/---
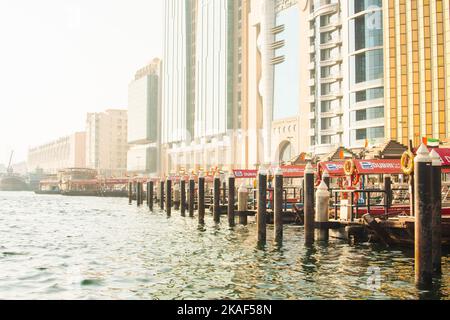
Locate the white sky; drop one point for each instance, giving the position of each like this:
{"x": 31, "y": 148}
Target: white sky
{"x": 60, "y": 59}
\---
/---
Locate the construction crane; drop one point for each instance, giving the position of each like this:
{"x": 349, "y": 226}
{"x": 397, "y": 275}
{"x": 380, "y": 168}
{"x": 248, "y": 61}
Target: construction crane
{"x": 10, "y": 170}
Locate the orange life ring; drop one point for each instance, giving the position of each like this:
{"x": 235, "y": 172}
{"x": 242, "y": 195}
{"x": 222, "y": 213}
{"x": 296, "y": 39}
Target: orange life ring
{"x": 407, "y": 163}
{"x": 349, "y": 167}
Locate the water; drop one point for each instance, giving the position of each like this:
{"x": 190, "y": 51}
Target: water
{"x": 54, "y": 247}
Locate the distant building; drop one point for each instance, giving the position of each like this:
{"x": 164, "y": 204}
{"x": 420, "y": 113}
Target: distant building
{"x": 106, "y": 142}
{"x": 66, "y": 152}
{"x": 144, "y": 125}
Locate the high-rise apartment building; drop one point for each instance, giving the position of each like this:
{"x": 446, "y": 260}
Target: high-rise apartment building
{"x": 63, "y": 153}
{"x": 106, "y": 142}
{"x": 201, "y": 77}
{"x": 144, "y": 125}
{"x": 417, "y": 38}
\---
- _Task prompt_: Please go through the data above and copy every line that has the word "Locate".

- _Exercise response_:
Locate the white sky; drop one point for each instance, giving the position of each like this:
Locate the construction crane; drop one point for each instance, giving the position of each like this:
Locate the orange life ring; drop one point for each instance, giving the position of each like this:
Locate the water; drop one point for each instance, giving the position of each like this:
Locate the distant building; drop one point for each instance, giving the position of each like this:
Locate the high-rise apartment building; drop one point for each instance, giving the position of each like this:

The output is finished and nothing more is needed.